Problem
Lines before the one containing "Could you please indicate the woman's hand" are to be skipped; reproduce that line and the rest of the records below exactly.

[Items from a data source]

- Opening Delimiter -

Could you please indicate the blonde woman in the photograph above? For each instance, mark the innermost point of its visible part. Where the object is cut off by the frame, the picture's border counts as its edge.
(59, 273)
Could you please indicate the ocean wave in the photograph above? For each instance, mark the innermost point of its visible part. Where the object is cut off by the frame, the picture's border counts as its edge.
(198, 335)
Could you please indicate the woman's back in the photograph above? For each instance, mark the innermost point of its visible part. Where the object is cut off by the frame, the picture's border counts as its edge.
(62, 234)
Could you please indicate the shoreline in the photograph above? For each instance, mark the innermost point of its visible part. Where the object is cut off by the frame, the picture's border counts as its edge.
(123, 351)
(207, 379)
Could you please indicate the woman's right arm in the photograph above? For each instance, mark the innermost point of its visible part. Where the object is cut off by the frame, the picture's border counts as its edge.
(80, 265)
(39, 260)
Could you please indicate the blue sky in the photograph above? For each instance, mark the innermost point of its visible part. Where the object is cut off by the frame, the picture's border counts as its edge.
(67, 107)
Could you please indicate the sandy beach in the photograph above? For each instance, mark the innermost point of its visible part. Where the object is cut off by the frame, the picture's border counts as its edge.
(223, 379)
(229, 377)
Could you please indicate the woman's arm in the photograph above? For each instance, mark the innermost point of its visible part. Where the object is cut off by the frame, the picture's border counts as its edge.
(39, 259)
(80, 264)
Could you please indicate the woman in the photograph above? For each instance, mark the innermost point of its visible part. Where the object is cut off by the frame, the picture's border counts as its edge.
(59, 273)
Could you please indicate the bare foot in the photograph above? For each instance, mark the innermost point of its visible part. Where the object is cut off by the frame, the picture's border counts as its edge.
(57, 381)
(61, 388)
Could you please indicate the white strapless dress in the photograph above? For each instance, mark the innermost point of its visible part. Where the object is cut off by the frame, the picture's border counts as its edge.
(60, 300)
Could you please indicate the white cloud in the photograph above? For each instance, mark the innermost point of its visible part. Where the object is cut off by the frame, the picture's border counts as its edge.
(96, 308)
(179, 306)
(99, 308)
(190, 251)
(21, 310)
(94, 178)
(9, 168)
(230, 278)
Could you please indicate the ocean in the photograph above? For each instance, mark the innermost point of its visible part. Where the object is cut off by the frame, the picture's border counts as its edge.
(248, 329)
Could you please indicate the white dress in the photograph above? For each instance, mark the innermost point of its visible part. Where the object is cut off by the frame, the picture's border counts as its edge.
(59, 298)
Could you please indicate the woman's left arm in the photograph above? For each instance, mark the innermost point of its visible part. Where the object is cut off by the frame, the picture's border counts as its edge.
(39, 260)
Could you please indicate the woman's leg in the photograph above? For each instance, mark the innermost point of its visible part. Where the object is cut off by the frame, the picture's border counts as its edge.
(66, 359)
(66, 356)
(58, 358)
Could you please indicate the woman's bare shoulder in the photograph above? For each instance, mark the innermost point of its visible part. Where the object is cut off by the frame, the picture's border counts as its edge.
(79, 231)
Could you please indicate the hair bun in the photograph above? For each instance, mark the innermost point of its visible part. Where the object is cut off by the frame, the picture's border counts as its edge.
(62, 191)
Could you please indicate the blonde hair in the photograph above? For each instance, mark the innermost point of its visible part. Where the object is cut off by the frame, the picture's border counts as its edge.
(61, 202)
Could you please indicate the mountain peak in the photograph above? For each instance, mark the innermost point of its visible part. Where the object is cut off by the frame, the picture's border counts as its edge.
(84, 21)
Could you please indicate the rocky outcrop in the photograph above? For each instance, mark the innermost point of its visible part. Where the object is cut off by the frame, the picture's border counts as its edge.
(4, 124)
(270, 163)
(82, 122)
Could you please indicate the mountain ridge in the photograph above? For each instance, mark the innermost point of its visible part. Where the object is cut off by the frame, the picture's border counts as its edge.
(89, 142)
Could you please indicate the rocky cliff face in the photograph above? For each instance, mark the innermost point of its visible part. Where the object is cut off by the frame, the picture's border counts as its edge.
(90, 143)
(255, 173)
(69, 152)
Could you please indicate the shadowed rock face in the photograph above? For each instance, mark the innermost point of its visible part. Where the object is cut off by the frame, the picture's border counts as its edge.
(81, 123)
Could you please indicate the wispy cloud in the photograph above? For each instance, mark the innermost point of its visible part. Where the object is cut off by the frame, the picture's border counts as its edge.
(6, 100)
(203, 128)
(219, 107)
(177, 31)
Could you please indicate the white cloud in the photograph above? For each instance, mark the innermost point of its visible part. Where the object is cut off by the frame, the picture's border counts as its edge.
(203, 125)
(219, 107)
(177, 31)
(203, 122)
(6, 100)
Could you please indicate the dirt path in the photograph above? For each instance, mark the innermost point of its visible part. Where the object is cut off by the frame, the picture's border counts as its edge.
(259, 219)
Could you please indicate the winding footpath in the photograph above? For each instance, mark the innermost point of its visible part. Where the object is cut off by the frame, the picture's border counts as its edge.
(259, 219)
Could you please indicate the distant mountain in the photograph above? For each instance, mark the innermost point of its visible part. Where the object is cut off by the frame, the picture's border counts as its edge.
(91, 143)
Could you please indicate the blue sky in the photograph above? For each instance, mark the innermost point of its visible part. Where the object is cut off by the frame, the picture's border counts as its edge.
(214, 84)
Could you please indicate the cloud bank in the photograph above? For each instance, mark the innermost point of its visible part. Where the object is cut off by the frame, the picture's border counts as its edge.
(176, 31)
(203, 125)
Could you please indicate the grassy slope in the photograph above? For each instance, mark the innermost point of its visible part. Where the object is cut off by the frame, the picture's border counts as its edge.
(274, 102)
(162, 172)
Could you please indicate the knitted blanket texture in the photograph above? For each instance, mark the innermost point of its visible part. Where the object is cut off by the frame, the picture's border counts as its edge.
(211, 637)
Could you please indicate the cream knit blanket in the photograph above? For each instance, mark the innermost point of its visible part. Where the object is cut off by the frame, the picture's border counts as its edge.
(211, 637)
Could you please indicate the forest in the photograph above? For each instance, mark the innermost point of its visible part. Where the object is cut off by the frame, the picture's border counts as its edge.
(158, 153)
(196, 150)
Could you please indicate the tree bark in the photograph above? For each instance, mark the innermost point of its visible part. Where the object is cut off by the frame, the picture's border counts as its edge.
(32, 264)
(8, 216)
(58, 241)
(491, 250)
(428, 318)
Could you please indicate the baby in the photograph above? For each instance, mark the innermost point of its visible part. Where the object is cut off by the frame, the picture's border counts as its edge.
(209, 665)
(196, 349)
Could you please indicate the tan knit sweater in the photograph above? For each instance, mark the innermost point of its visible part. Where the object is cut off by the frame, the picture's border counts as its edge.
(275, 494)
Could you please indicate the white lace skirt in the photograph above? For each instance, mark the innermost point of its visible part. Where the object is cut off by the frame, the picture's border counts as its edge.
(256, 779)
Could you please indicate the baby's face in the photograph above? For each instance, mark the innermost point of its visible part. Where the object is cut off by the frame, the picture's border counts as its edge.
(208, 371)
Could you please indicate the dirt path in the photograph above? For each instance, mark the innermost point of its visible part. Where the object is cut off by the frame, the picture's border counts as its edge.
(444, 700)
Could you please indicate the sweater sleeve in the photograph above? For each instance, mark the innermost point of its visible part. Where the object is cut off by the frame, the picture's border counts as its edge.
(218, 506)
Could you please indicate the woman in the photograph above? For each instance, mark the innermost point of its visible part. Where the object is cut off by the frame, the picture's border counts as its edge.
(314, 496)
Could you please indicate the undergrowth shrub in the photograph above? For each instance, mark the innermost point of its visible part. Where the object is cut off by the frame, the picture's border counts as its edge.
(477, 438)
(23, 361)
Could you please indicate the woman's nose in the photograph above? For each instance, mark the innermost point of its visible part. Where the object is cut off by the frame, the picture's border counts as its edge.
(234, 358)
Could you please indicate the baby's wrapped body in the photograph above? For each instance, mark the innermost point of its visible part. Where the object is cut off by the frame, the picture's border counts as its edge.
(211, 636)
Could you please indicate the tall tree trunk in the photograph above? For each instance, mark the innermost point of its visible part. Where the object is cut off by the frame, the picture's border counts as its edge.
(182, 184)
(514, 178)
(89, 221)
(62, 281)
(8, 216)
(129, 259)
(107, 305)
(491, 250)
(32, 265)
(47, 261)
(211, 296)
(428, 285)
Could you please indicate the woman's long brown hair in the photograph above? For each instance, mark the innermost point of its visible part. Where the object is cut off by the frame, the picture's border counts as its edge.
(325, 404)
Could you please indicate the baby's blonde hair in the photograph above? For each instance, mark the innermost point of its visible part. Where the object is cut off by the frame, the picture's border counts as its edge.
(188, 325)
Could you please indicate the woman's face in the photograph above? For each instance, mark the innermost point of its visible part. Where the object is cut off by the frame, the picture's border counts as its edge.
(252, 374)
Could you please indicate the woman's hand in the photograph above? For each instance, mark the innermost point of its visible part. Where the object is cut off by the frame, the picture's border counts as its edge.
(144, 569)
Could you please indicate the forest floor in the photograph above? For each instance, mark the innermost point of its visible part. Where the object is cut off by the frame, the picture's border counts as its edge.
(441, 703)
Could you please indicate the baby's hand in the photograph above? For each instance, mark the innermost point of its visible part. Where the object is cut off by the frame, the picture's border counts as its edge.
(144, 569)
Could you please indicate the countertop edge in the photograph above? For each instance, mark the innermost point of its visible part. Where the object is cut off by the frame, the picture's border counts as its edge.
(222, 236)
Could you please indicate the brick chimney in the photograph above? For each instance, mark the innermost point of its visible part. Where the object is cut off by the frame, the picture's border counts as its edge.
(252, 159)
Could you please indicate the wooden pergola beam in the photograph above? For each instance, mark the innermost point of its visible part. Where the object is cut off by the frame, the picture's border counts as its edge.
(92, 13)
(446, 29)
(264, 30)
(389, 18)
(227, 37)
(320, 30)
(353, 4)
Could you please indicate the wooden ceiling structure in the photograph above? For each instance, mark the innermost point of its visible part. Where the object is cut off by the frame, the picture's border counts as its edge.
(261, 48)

- Closing Delimiter -

Solution to the exercise
Could you please indicate the woman's hand in the photograph above? For each instance, mark the innermost point of its visible part. Where the object is cut off by the frame, the picture's border counts as its edge.
(144, 569)
Could you please indicate the forest floor in the photograph above? For each instance, mark the innermost point of its visible part. Where the object is cut off by the frame, the picture's border counts as its edge.
(441, 703)
Could you please indicate the baby's hand in the photograph above? For each instance, mark the innermost point of its visible part. Where the object is cut off by the frame, the picture's border counts as its edge.
(144, 569)
Could you please indicate the countertop edge in the photograph above? For each instance, mark the innermost point of its visible part. Where the object is cut off by the frame, the picture's border counts as its edge.
(222, 236)
Could you please indicate the brick chimney in the photograph above? For each instance, mark the innermost point of its visible part. Where the object is cut off by the frame, the picture's border counts as its edge.
(252, 159)
Could you please indicate the wooden pergola beam in the photograph above? For each instance, mark the innermost point of its visible part. Where the object is cut off by the frame, the picture's border counts as its edge.
(92, 13)
(446, 29)
(264, 30)
(389, 18)
(227, 37)
(320, 30)
(353, 4)
Could you please indicate the wooden ceiling structure in the photograph above? For each instance, mark the innermost point of its visible part. Where the object is cut off by the frame, the picture's border counts as its edge.
(261, 48)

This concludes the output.